▶ **EXTRACT TO READ**:
=====

Site Reliability Engineer

Company Details

Global leader in workforce solutions for machine learning

Description

CloudFactory is a global leader in combining people and technology to provide workforce solutions for machine learning and business process optimisation. As an Impact Sourcing Service Provider (ISSP), CloudFactory creates economic and leadership opportunities for talented people in developing nations, so we can earn, learn, and serve our way to become leaders worth following.

Our mission is to connect one million people in the developing world to digital-age work while raising them up as leaders to address poverty in their own communities. This is because we believe that talent is equally distributed around the world, but opportunity is not.

There has never been a more exciting time to join our Engineering team here at CloudFactory. Why? Because we are on a journey to connect talented people in the developing world to digital opportunities.

As a member of CloudFactory’s engineering team, you will be tasked with running a world-class distributed workforce management platform that will connect one million people in developing countries to basic computer work. SREs, in CloudFactory, are a blend of seasoned operators and software developers that fuse engineering principals, operational knowledge, security and automation. You will be responsible for designing, developing and running “Operational elements” of the Platform to ensure the availability of 99.5%

Responsibilities

  • Provide necessary operational support to multiple platforms. Participate in periodic 24×7 on-call duties
  • Design, build and maintain core(macro) infrastructure pieces that allow developers to focus on product features or that allows CF platforms to be resilient or scale as we grow.
  • Build best practices on IaC and create templates
  • Perform initial troubleshooting for all the services – including necessary roll back and restore to maintain the high platform availability, create necessary dashboards
  • Create, maintain and enhance the necessary run books to ensure on-call engineers have access to right information to respond and resolve issues
  • Deploy, support and monitor new and existing services, platforms, and application stacks
  • Capacity and performance management of environments
  • Help to define the necessary availability and SLA for various Platform based products and ensure necessary process, toolset and people are in place to realise it
  • Create, maintain and enhance the production readiness standards (performance, availability, security, compliance etc) for all services, applications and APIs and ensure standards are adhered to before services can go live into the production
  • Create, maintain and enhance monitoring, alerting and debugging tools and capabilities
  • Good architectural understanding of deployed services to provide early feedback to the engineering teams
  • Collaborate with Engineering teams to implement performance improvements identified through tracking service latency figures, CPU utilization figures, etc.

=====

▶ **WHAT IS BEING ASKED**: Please list every kind of thing that the job posting says the engineer will deploy, support and monitor.

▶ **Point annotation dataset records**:

=====

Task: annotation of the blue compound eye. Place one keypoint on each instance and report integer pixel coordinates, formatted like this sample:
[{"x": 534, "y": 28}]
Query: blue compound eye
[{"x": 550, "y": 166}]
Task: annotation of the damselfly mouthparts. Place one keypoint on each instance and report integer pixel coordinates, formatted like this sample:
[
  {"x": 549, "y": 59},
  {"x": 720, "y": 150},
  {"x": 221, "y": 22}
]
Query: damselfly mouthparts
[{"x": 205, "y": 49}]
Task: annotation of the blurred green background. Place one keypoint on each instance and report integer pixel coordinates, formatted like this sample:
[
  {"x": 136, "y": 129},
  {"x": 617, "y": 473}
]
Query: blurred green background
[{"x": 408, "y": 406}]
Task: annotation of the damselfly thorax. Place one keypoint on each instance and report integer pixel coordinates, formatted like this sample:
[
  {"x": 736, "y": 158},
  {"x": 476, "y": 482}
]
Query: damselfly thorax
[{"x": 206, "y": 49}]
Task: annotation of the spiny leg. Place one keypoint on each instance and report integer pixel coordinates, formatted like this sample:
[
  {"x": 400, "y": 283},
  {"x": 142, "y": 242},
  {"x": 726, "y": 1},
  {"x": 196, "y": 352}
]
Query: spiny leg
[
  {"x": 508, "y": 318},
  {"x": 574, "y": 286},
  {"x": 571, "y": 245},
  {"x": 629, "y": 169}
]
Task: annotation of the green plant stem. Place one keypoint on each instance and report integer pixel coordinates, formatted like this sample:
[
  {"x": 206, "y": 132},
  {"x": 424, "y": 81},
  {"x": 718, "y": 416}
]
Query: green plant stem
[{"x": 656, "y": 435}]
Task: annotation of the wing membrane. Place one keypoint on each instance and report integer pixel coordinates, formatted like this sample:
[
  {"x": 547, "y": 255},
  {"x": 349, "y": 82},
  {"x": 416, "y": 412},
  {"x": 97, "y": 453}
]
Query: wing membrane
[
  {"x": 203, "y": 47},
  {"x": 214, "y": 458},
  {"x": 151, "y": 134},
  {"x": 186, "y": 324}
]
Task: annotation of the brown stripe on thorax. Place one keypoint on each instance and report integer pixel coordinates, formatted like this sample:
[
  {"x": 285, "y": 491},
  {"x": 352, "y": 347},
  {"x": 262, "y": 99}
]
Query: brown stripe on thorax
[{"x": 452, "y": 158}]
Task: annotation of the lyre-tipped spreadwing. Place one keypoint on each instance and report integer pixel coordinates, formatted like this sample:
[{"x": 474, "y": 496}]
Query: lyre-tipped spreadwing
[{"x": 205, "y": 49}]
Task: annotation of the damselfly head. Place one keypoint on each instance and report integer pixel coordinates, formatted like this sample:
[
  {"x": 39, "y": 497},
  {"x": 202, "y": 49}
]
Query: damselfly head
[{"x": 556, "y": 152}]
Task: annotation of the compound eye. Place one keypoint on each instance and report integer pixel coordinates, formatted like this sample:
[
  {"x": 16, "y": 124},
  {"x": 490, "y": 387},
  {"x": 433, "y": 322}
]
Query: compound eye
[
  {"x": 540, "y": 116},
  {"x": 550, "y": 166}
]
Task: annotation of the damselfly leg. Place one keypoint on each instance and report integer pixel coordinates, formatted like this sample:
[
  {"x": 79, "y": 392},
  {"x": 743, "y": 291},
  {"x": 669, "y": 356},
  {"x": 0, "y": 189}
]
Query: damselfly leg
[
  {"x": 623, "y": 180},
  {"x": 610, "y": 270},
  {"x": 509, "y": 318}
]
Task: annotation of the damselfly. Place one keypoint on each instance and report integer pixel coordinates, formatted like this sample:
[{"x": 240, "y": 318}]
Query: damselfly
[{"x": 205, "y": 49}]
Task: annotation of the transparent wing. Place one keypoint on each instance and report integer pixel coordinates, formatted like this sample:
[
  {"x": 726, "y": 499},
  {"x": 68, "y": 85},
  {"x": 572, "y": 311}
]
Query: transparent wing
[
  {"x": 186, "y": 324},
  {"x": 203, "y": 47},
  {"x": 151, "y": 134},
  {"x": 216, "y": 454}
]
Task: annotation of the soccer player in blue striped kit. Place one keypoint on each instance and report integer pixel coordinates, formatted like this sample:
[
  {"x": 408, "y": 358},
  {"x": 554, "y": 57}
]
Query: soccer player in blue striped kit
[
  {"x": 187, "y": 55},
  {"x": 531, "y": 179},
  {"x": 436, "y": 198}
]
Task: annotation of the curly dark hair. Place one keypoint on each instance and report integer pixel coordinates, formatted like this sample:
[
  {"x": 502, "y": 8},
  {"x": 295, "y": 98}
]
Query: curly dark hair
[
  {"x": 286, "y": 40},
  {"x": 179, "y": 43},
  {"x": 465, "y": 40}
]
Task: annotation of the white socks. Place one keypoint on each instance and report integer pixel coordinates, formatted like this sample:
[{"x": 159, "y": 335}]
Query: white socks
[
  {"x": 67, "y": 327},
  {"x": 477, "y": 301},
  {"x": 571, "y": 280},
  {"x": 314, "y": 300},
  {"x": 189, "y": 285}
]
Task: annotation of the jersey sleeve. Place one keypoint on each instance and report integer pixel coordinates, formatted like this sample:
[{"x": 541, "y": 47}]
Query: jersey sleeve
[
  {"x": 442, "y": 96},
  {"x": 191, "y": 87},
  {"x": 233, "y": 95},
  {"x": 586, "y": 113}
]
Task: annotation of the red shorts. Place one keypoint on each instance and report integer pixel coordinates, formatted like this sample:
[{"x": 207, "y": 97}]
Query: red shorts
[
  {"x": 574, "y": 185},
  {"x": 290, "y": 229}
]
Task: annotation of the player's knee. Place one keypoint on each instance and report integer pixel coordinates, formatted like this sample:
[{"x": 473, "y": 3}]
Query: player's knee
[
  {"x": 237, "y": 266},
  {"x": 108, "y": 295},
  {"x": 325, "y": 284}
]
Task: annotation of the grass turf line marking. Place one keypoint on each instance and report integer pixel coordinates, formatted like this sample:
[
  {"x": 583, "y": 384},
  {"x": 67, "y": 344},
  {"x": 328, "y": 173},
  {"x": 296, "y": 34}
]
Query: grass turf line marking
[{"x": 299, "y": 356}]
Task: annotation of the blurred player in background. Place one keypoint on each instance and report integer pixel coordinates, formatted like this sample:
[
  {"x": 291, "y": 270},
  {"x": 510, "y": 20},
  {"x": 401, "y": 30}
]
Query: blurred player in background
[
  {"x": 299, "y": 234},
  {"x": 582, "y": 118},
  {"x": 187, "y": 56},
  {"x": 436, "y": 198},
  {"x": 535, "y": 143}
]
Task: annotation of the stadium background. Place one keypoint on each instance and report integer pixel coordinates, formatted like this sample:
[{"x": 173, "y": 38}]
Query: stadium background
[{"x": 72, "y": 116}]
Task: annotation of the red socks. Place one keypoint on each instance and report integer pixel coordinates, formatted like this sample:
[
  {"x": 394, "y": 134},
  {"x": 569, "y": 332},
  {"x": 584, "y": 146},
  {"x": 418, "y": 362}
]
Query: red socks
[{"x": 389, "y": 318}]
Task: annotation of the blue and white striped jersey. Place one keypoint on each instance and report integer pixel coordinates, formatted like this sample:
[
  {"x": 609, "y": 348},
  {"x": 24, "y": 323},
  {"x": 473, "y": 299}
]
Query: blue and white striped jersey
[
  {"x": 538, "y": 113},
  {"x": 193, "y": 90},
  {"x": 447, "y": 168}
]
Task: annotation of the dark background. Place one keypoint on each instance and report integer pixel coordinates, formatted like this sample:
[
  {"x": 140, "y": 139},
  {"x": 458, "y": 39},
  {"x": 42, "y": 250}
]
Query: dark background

=====

▶ **RESPONSE TO THE TASK**: Services, platforms, and application stacks